▶ Supplied text:
○ ○ ○ ○

12 Engine Extension Reading Current Trends in Distributed Storage Engines

This lecture is the last lecture in the storage engine module. Through the study of this module, I believe you have gained a comprehensive understanding of the concept, usage, and technical details of storage engines. In this lecture, we will first summarize the main content of Module 2 and answer some typical questions that have been raised. Then I will introduce the three important elements for evaluating storage engines. Finally, I will introduce the currently popular storage engines for distributed databases.

Let’s start with a review of the content of this module.

Review of Storage Engines #

The storage engine is the core component of a database, playing the role of bridging the physical model and the logical model. It is an important function of the database and is the main executor of data writing, query execution, high availability, and transactional operations. It can be said that understanding the storage engine means mastering the main functions of the database.

In this module, I first introduced the positioning of the storage engine in the entire database and pointed out that it is actually a part of the local execution module. Then, I introduced the implementation differences of different types of storage engines by comparing several sets of concepts such as memory vs. disk and row-oriented vs. column-oriented. Finally, I explained the characteristics of storage engines for distributed databases, which are memory-oriented, column-oriented, and hash-friendly.

In Lecture 8, I introduced the indexes of distributed databases. I emphasized that most of the data files in the storage engine are actually index structures. Then, I explored the typical read paths of distributed database storage engines with you and introduced some typical techniques on this path, such as index tables, in-memory skip lists, Bloom filters, and secondary indexes.

Next, I introduced an extremely popular storage engine in the field of distributed databases: the LSM tree. I explained its specific structure, read-write-modify operations, and most importantly, the merge operation, which is a key operation of the LSM tree that directly affects its performance. Finally, I introduced the RUM hypothesis, which is a classic trade-off law for database optimization.

Finally, we discussed the most essential concept of storage engines, which is transactions. I spent two lectures explaining various aspects of transactions in detail. In summary, a transaction is actually a promise made by the database to the user, namely ACID. To fulfill this promise, the database utilizes various functional modules in the storage engine. The most important one is the transaction manager, which also requires components such as page cache, commit log, and lock manager to cooperate. Therefore, at the implementation level, the appearance of a transaction is quite vague. It has characteristics such as fault recovery and concurrency control, which are caused by its conceptualization being based on the ultimate use.

In the transaction part, we mainly focused on two points: fault recovery and isolation level. The former ensures that the database does not lose stored data, while the latter ensures the integrity of data during concurrent read and write operations. Meanwhile, we need to distinguish transactions from distributed consistency in Module 1. Please review Lecture 5 for more details.

○ ○ ○ ○

▶ Data listing:
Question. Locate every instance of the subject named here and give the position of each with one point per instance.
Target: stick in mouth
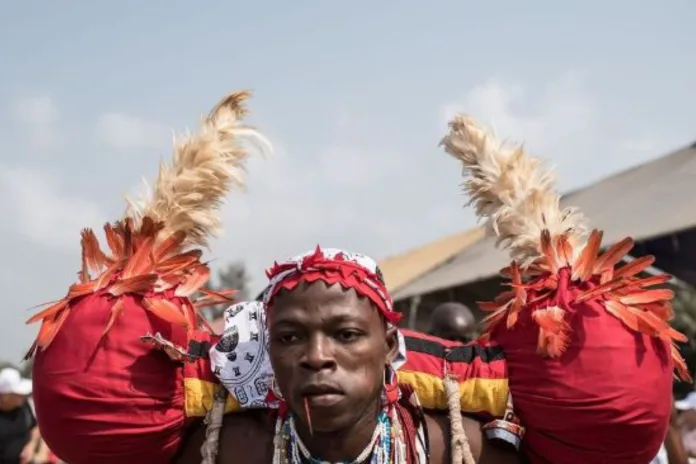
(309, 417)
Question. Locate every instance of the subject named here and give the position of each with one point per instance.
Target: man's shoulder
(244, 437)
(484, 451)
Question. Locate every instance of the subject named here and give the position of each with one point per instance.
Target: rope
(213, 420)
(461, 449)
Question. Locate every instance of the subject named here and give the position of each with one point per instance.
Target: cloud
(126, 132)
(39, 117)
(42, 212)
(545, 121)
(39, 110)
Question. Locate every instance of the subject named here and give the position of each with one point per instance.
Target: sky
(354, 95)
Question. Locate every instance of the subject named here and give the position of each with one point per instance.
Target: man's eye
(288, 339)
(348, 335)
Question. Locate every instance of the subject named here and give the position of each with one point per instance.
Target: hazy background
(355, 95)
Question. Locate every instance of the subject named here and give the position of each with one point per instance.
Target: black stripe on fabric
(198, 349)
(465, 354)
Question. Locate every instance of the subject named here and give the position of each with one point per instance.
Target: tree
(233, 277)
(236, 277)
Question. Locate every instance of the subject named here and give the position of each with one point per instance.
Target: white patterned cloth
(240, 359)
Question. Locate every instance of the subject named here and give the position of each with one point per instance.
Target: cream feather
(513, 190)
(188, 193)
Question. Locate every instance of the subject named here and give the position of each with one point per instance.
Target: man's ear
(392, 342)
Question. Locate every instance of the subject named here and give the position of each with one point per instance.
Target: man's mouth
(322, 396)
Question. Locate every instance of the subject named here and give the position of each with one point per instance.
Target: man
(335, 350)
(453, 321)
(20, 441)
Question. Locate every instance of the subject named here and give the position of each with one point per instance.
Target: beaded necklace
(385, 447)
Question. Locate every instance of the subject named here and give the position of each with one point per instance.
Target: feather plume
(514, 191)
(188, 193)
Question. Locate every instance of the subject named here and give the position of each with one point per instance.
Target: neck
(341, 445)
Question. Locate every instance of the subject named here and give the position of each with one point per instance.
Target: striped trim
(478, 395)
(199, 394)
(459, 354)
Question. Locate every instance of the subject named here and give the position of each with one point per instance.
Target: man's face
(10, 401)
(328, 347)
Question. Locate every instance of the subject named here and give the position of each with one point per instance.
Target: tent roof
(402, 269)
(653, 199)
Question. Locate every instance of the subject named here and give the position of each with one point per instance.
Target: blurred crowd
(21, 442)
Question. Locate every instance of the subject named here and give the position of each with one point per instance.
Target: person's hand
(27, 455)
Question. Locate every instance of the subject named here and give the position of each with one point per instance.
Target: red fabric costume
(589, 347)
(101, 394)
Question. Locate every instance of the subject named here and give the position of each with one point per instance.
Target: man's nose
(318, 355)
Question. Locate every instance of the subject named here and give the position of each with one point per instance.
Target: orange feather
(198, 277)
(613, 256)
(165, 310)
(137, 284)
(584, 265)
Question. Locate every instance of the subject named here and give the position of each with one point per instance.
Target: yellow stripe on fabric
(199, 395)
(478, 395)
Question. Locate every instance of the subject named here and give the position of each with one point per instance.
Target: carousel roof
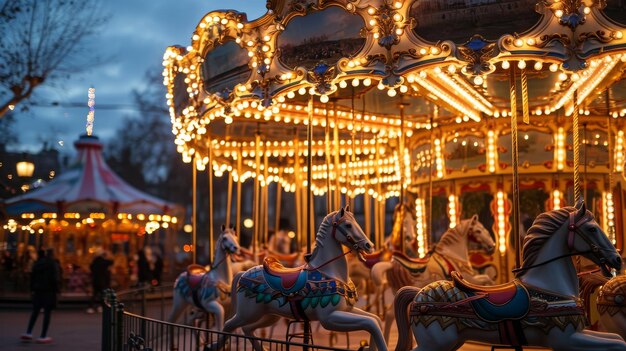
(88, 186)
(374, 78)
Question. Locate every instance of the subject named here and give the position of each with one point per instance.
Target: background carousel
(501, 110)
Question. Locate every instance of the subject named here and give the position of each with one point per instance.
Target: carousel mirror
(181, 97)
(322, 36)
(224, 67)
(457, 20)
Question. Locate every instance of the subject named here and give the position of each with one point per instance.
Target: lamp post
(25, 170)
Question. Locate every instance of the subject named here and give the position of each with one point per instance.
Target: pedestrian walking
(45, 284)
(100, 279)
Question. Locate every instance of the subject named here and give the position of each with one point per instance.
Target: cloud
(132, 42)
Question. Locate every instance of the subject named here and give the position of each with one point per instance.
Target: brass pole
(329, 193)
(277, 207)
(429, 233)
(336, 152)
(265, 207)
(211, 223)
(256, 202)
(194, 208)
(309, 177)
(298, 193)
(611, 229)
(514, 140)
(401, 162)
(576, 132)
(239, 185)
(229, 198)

○ ○ ○ ○

▶ Instructions:
1. Using the storage engine lecture, decide whether each statement agrees with it. Answer yes or no for each, and quote the deciding words. (a) The storage engine is part of the local execution module. (b) The merge operation has little bearing on LSM tree performance. (c) The isolation level is what keeps the database from losing stored data.
2. Write out the passage of the storage engine lecture starting with "Next, I introduced" and going on through "for database optimization.".
The data comes from a separate source and has no connection to the storage engine lecture.

▶ Response list:
1.
(a) Yes: "pointed out that it is actually a part of the local execution module"
(b) No: "the merge operation, which is a key operation of the LSM tree that directly affects its performance"
(c) No: "The former ensures that the database does not lose stored data, while the latter ensures the integrity of data during concurrent read and write operations"

2.
Next, I introduced an extremely popular storage engine in the field of distributed databases: the LSM tree. I explained its specific structure, read-write-modify operations, and most importantly, the merge operation, which is a key operation of the LSM tree that directly affects its performance. Finally, I introduced the RUM hypothesis, which is a classic trade-off law for database optimization.